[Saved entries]
-.-.-

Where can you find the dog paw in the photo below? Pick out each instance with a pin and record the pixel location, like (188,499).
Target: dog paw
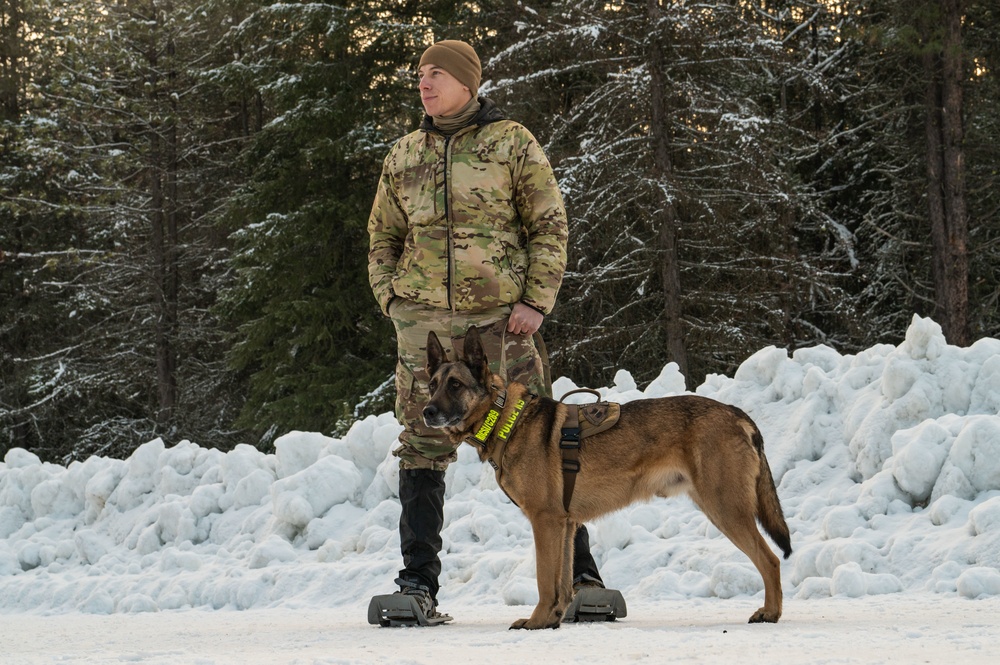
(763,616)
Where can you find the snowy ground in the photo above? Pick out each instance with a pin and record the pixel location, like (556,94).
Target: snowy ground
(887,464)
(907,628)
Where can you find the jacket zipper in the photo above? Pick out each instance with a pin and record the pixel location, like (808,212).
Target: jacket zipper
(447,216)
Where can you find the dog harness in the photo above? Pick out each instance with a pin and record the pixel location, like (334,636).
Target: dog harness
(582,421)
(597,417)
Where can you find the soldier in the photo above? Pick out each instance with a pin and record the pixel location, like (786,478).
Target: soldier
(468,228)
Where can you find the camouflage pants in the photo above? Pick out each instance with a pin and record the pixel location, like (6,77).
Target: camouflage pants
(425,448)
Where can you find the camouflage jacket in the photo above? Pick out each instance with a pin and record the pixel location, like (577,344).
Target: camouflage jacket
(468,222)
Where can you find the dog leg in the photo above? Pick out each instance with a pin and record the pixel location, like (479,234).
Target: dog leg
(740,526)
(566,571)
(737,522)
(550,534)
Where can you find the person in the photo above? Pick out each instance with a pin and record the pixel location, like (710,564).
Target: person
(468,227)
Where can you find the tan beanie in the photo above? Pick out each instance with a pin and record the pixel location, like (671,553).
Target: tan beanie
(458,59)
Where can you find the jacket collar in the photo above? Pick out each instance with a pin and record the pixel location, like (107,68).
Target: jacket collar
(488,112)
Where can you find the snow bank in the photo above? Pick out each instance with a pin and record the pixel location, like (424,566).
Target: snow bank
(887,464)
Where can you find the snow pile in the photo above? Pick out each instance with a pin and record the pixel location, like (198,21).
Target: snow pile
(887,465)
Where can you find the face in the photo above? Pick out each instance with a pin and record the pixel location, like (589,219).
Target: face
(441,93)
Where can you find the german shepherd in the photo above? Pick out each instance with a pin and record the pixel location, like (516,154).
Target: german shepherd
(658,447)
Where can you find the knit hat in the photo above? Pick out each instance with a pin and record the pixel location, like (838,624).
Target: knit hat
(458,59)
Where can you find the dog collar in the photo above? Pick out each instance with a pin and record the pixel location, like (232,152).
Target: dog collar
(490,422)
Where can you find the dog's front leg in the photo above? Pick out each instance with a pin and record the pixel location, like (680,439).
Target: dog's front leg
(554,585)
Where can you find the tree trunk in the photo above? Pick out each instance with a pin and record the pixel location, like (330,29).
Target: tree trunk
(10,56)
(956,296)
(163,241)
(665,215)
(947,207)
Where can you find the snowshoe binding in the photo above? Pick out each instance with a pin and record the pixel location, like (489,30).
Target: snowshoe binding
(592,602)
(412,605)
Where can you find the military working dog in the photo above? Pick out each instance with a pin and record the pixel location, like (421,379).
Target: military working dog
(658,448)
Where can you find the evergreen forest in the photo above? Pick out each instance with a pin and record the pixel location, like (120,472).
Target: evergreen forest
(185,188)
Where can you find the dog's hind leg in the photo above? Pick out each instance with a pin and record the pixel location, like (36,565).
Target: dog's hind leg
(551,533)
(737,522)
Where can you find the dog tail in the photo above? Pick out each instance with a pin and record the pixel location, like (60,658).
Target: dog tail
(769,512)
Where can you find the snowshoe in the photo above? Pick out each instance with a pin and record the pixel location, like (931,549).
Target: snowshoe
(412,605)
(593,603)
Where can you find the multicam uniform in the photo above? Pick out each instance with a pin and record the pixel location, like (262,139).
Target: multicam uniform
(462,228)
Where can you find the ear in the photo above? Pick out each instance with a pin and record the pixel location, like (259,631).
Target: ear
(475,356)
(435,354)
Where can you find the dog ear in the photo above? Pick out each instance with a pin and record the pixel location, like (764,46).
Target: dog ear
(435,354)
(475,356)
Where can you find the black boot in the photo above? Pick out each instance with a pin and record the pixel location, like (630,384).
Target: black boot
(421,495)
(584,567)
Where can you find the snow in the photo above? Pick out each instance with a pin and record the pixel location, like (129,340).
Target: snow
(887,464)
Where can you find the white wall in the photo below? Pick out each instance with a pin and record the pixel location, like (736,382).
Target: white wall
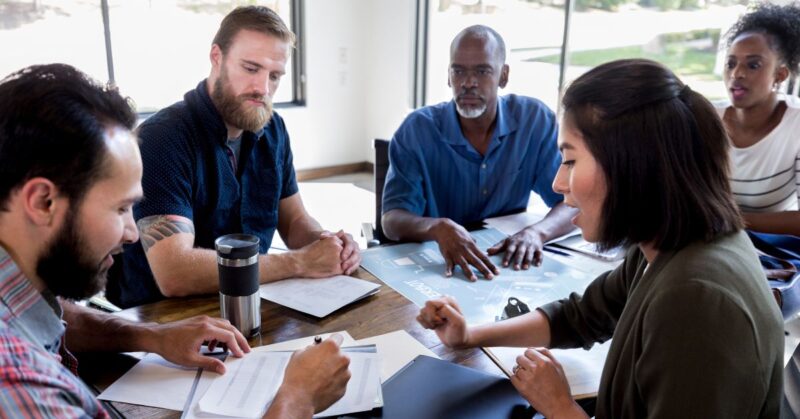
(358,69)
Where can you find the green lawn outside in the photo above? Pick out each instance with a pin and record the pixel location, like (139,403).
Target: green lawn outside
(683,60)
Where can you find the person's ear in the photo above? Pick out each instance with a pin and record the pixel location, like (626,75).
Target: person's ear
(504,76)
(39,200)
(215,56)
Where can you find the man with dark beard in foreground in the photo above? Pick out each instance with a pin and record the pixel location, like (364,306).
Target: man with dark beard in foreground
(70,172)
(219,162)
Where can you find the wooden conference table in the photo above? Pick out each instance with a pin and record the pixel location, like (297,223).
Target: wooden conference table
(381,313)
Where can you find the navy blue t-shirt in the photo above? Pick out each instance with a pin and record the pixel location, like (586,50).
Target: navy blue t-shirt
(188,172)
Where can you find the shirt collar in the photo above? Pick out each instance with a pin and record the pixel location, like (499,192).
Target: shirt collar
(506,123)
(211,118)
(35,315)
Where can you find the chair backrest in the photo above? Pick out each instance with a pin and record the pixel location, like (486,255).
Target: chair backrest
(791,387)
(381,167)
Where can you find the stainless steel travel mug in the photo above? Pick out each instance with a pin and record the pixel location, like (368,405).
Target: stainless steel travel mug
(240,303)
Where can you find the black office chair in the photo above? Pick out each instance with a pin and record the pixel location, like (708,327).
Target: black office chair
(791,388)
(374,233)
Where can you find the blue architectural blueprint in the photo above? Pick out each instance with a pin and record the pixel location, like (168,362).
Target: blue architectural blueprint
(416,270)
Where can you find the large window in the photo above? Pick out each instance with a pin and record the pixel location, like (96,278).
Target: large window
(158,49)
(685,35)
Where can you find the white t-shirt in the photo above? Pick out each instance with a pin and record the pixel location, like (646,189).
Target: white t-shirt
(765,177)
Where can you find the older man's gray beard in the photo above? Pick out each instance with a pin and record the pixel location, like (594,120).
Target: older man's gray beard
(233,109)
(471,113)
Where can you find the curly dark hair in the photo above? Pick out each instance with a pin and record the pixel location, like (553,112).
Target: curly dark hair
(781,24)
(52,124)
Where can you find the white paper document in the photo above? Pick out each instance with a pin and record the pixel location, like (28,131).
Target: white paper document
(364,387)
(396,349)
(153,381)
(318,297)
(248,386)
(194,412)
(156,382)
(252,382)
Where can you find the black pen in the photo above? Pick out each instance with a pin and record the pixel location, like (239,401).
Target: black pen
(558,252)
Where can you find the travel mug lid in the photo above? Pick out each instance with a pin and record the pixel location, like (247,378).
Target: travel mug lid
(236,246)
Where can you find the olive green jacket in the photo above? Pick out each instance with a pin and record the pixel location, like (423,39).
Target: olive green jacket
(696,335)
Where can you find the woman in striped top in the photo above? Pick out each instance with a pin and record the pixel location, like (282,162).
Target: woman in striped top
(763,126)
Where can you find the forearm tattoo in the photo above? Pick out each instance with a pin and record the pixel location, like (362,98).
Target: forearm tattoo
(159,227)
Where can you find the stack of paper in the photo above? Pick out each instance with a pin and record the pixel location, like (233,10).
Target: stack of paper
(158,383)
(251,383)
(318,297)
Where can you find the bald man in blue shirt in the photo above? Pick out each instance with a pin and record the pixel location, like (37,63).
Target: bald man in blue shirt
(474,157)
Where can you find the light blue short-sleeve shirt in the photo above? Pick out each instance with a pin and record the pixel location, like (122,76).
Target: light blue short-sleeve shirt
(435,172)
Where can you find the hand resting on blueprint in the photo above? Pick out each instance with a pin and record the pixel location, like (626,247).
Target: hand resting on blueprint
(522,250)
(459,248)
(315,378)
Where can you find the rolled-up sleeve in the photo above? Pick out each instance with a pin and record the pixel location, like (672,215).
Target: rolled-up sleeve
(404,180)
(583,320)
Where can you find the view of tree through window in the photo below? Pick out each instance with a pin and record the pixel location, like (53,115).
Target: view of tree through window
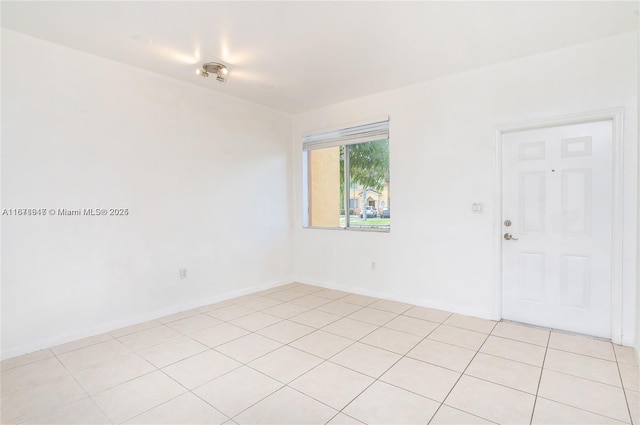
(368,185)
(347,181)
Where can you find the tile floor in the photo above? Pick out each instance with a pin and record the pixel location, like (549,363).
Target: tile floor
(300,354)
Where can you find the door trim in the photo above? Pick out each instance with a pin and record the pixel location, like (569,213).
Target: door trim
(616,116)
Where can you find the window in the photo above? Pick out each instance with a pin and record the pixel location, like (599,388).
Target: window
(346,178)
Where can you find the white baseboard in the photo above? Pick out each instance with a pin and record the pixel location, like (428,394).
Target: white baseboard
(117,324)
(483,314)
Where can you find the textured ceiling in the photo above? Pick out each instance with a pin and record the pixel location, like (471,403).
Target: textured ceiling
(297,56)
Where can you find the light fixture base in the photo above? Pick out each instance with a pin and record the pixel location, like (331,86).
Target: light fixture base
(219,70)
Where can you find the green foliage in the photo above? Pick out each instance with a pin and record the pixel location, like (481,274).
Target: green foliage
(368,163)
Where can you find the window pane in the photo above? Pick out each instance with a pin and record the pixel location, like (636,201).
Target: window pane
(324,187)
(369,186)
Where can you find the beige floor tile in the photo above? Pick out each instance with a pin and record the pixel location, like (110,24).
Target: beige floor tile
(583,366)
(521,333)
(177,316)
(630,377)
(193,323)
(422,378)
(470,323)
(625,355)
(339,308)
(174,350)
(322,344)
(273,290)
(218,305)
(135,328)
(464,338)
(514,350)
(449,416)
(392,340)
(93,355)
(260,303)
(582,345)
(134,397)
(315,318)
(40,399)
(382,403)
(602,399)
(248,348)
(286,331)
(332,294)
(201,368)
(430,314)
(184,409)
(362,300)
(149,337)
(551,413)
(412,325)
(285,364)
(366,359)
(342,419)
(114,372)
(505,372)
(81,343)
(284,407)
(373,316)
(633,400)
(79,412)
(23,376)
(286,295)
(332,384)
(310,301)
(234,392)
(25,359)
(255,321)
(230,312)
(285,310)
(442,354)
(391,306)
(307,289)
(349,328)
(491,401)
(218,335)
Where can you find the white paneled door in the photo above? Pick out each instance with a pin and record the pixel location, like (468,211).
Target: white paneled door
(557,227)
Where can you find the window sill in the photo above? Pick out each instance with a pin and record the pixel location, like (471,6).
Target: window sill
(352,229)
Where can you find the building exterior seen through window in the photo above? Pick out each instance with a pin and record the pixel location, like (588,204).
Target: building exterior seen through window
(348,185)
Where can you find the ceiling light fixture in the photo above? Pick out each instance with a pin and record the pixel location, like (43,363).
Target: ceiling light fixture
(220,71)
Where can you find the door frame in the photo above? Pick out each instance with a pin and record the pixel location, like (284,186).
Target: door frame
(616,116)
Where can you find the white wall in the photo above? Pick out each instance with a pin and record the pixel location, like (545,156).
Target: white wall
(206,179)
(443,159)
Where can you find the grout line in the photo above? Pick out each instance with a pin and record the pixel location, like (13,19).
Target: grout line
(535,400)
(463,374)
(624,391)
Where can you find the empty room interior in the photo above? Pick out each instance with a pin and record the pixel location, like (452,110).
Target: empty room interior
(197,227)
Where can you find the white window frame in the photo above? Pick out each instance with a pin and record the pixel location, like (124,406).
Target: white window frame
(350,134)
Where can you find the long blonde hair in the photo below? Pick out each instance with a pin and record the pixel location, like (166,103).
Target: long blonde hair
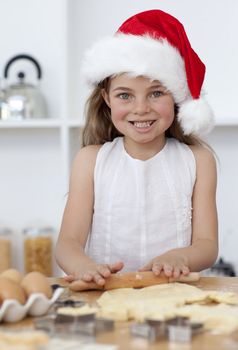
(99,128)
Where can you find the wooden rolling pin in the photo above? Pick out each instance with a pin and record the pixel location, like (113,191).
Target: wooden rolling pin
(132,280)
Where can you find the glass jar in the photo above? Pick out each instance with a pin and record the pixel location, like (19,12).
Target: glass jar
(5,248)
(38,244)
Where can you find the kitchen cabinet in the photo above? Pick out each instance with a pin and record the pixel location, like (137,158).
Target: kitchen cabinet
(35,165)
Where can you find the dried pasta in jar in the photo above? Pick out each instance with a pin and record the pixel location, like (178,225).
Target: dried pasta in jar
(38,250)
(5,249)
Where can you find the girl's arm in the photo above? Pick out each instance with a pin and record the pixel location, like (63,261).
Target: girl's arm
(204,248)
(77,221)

-.-.-

* [What this task involves]
The required answer is the exact run of lines above starting at the line with "Where can you find the snowshoe binding" and ending at the line with "Where can you find the dog's hind", with both ends present.

* [Solution]
Where can you find the snowshoe binding in the photo above? Pick out each instance with a pin and record the pixel location, like (489,30).
Target: snowshoe binding
(592,602)
(412,605)
Where can you find the military working dog in the photo above? Pick out each instance with a pin and record the pixel location, like (421,379).
Target: military working dog
(658,448)
Where can you find the evergreen forest in the photo above? Pick out each instance with a pin and record the pixel location, like (120,472).
Target: evergreen forest
(185,188)
Where can you find the dog's hind leg in the photo above? Pick out each instance with a pin and record the pixel location, like (36,565).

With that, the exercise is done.